**Задание:** Как будет выглядеть отрывок статьи, который начинается со слов «ПОЛЯРНЫЙ СУБЪЕКТ» и заканчивается словами «и гнушаясь принуждением.», если заменить в нём «Верховная Воля» на «Высшая Воля»?

**Статья:**
--

Гностические пристрастия Дугина не могут не ставить вопрос о его неправоверии, равно как и его очевидная оппозиция церковному преданию и каноническому строю, которые он характеризует как «экзотеризм». И, конечно, с самого начала непростительной бестактностью, если не хуже, является попытка говорить о священных предметах в неадекватных терминах. На этом, если только Дугин отвечает за написанное им, можно было бы и остановиться, но мы, пожалуй, пойдем дальше.
ПОЛЯРНЫЙ СУБЪЕКТ
Теперь обратимся вновь к первому метафизическому типу, выведенному Дугиным. Совершенно очевидно, что сам Дугин полностью себя отождествляет именно с полярной позицией, предполагающей Субъекта Божественной природы. Что же это за Субъект? Взаимоотношения его с Богом весьма неопределенны. «Вне его Бога нет» как пишет Дугин, но явно это и не сам Бог. Когда Господь обратился к Моисею, он назвал себя: Я Бог Авраама, Исаака, Иакова, Бог, сотворший небо и землю. Здесь нет никакой неопределенности. Итак, Бог личность. Он свободен. Он Верховная Воля и все существующее существует по отношению к Нему. Он первичен. Он остается в Себе Самом, повелевая миром, хотя и гнушаясь принуждением.

--

[Собранные записи данных]
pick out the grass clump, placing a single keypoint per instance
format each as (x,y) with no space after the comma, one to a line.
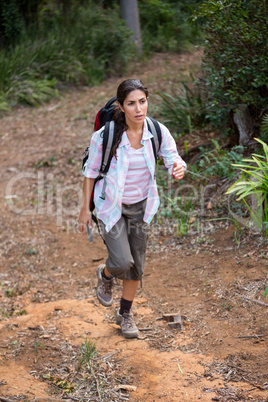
(90,46)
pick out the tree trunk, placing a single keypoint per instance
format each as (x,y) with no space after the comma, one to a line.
(243,122)
(130,13)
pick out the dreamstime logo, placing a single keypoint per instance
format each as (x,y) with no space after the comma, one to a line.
(186,205)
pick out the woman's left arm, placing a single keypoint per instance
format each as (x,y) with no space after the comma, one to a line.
(172,160)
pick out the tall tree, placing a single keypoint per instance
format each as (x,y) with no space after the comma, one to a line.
(130,13)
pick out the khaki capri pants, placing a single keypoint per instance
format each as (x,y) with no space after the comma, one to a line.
(126,243)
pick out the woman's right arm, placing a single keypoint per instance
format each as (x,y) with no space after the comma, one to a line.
(85,215)
(90,172)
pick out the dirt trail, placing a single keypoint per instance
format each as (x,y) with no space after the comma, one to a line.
(47,272)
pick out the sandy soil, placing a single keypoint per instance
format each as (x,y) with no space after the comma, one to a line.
(47,270)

--

**Правильный ответ:**
ПОЛЯРНЫЙ СУБЪЕКТ
Теперь обратимся вновь к первому метафизическому типу, выведенному Дугиным. Совершенно очевидно, что сам Дугин полностью себя отождествляет именно с полярной позицией, предполагающей Субъекта Божественной природы. Что же это за Субъект? Взаимоотношения его с Богом весьма неопределенны. «Вне его Бога нет» как пишет Дугин, но явно это и не сам Бог. Когда Господь обратился к Моисею, он назвал себя: Я Бог Авраама, Исаака, Иакова, Бог, сотворший небо и землю. Здесь нет никакой неопределенности. Итак, Бог личность. Он свободен. Он Высшая Воля и все существующее существует по отношению к Нему. Он первичен. Он остается в Себе Самом, повелевая миром, хотя и гнушаясь принуждением.